**** GIVEN RECORDS

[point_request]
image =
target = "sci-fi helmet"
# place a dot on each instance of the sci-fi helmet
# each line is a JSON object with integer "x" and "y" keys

********

WRITTEN TASK
Render all of the entries above as a JSON list of strings, with one string per line and any blank lines left out.

RIGHT ANSWER
[
  "[point_request]",
  "image =",
  "target = \"sci-fi helmet\"",
  "# place a dot on each instance of the sci-fi helmet",
  "# each line is a JSON object with integer \"x\" and \"y\" keys"
]